§ **TO BE DONE**:
a) Print the forum description in full, reproducing every line without change.
b) Return each line of the entries that contains the string "instance".

§ **QUOTED TEXT**:
────────────────

Vegan Home Cooks
Come join the Vegan Home Cooks!
Participation is really easy, just take a picture of what you cooked today and post it, no recipes needed.
This is a public forum for a discord server of friends who are all vegans and cook at home for their families.
We are here to share some inspiration, to see what others are doing and to stay engaged in something that is both our hobby and a required task.
This forum is not a "food porn" community, a recipe book or a place to teach you how to cook. It is a place for people who already cook to meet other people like themselves and provide on topic support and conversation as much as long distance friends on the internet can do. We are doing show and tell about what we made and we don't care about its instagram worthiness.
Veganism isn’t a diet but I have to eat every day. This is for the vegan home cooks. Anything non vegan will be deleted.
Rules
1. Be Vegan.
If it is not vegan it doesn’t belong here… or anywhere.
2. Post home cooking.
No restaurant or fast food. This is what every other vegan space is about and we don’t want to promote any large or small business tyrants.

────────────────

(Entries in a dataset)

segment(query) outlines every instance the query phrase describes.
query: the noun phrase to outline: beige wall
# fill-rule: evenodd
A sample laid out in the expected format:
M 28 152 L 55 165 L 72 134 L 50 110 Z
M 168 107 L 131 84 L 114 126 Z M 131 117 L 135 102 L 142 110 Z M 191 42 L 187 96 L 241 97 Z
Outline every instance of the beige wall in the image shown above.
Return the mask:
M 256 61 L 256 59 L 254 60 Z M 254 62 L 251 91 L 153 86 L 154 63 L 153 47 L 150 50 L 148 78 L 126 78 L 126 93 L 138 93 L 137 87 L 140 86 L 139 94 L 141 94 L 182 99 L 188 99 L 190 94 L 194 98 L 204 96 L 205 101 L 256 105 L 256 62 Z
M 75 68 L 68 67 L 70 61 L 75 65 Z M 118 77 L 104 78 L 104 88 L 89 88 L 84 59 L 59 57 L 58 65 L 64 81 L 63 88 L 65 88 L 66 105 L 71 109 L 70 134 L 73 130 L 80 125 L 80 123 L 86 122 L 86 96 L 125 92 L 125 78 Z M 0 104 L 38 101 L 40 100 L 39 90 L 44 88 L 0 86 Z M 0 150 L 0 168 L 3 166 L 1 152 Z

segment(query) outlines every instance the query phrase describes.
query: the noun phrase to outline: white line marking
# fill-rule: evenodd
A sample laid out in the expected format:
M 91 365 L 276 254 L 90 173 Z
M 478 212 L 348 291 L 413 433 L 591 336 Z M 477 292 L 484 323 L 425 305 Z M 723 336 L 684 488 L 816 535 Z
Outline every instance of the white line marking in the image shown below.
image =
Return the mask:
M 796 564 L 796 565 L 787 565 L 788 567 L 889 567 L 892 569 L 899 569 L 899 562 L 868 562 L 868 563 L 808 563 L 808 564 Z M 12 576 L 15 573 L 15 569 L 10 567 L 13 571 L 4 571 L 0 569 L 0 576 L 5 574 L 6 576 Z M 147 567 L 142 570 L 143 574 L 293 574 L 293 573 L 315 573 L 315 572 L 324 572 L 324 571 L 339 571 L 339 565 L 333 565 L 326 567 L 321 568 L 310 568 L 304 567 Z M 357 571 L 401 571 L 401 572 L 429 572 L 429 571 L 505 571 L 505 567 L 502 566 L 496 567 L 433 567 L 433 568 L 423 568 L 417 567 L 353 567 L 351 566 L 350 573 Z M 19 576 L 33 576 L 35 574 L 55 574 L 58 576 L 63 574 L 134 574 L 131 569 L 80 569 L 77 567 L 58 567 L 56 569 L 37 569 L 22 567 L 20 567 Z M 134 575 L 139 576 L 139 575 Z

────────────────

§ **PER-TASK ANSWERS**:
a)
Vegan Home Cooks
Come join the Vegan Home Cooks!
Participation is really easy, just take a picture of what you cooked today and post it, no recipes needed.
This is a public forum for a discord server of friends who are all vegans and cook at home for their families.
We are here to share some inspiration, to see what others are doing and to stay engaged in something that is both our hobby and a required task.
This forum is not a "food porn" community, a recipe book or a place to teach you how to cook. It is a place for people who already cook to meet other people like themselves and provide on topic support and conversation as much as long distance friends on the internet can do. We are doing show and tell about what we made and we don't care about its instagram worthiness.
Veganism isn’t a diet but I have to eat every day. This is for the vegan home cooks. Anything non vegan will be deleted.
Rules
1. Be Vegan.
If it is not vegan it doesn’t belong here… or anywhere.
2. Post home cooking.
No restaurant or fast food. This is what every other vegan space is about and we don’t want to promote any large or small business tyrants.

b)
segment(query) outlines every instance the query phrase describes.
Outline every instance of the beige wall in the image shown above.
segment(query) outlines every instance the query phrase describes.
Outline every instance of the white line marking in the image shown below.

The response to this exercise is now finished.